SELECTED EXTRACT:
*** Begin section ***
Lung cancer is a major research priority for the Department of Veterans Affairs. In the United States and among our veteran population lung cancer remains the leading cause of cancer death. Despite the existing therapeutic efforts, the long term survival for lung cancer patients remains low, thus new therapeutic strategies are needed. In the proposed study we will evaluate an immune based therapy for lung cancer utilizing an orthotopic murine tumor model. We will determine the immune and innate effectors required in the generation of secondary lymphoid chemokine gene modified stromal cells (CCL21-SC) mediated antitumor activity and the role of regulatory T cells (Treg) and myeloid derived suppressor cells (MDSC) on the efficacy of CCL21-SC therapy. Our overall hypothesis is that CCL21-SC therapy will modulate antitumor responses in lung cancer. Hypothesis 1: Depleting CXCR3 and CCR7 receptor expressing effector cells [immune (CD4 T and CD8 T) and innate (NK and NKT)] will reduce CCL21-SC mediated antitumor activity. Hypothesis 2: Decreasing Treg and/or MDSC activity will improve the efficacy of CCL21-SC therapy.
Specific Aims : Generation of antitumor effectors is a critical factor for successful immune based therapies.
*** End section ***
Carry on the lung cancer research summary from the point where it stops, beginning after its final sentence. The listing that follows plays no part in this exercise.

DATASET SECTION:
*** Begin section ***
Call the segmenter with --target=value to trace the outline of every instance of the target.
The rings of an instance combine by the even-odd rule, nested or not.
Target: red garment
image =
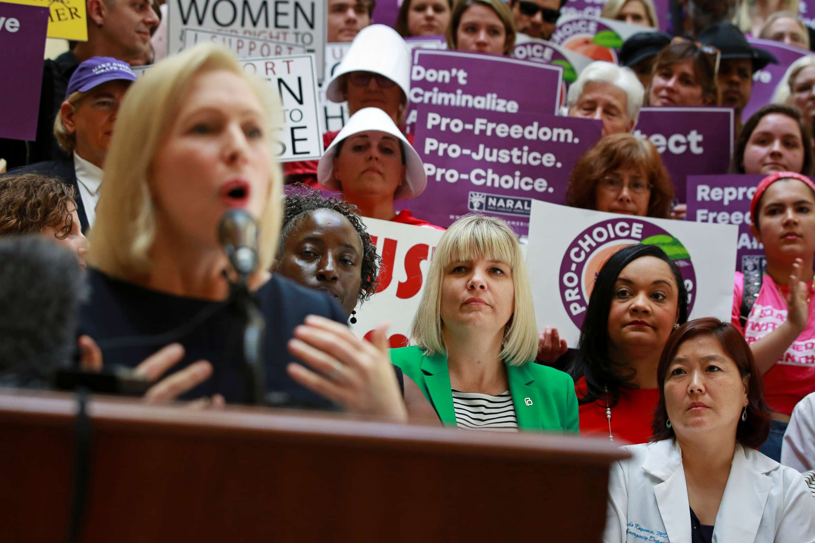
*** End section ***
EXERCISE OUTPUT:
In aim 1, we will define the cellular requirements for the generation of CCL21-SC mediated antitumor responses in vivo by individually neutralizing CXCR3, CCR7, CD4, CD8, and NK cells with antibodies. The role of NKT cells will be defined utilizing the NKT deficient CD1d -/- mouse. The effect of specific effector cell neutralization on CCL21-SC therapy will be monitored by quantifying changes in: tumor burden, survival, the frequencies and functional activities of immune (CD4 T and CD8 T) and innate effector cells (NK and NKT). An understanding of the requisite effectors in the generation of CCL21-SC mediated antitumor responses will enable us to monitor similar cellular biomarkers in a lung cancer clinical trial of this therapy. Our preliminary findings indicate that the CCL21-SC therapy is very effective against tumor development in the subcutaneous (5-day) and orthotopic (7-day) Lewis Lung (3LL) tumor models. However, when therapy is initiated at a later stage of tumor development (subcutaneous 10-day or orthotopic 21-day), the efficacy of therapy is attenuated. The tumor uses strategies to counteract the immune responses that seek to destroy it. Tumor immune suppression can occur through the induction and recruitment of Treg and MDSC that block activation of immune and innate effectors. Whereas the frequency of Treg and MDSC is low in early stage tumor, they increase in later stage tumors. Thus, it is possible that Treg and/or MDSC are attenuating CCL21-SC therapy by reducing the activation and expansion of T lymphocytes and innate effector cells.
In aim 2, to define the role of Treg or MDSC on the efficacy of CCL21-SC therapy, we will individually inactivate Treg or neutralize MDSC suppressor cell activity with antibodies. The impact of Treg inactivation or MDSC neutralization on the efficacy of CCL21-SC therapy will be monitored by quantifying changes in tumor burden and survival that will be correlated with changes in the frequencies and functional activities of immune and innate effectors. The impact of Treg inactivation or MDSC neutralization on CCL21-SC therapy will provide evidence for targeting of these suppressor phenotypes for enhancing CCL21-SC mediated antitumor activity. Findings from this study can lead to the development of innovative and effective immune therapies for lung cancer.
Lung cancer is the leading cause of cancer death and among the Veteran population. With the existing therapeutic efforts, the long term survival for lung cancer patients remains low with only 15% surviving for 5 years following diagnosis. New therapeutic strategies are needed. Findings from this study have the potential for development of effective immune therapy for lung cancer.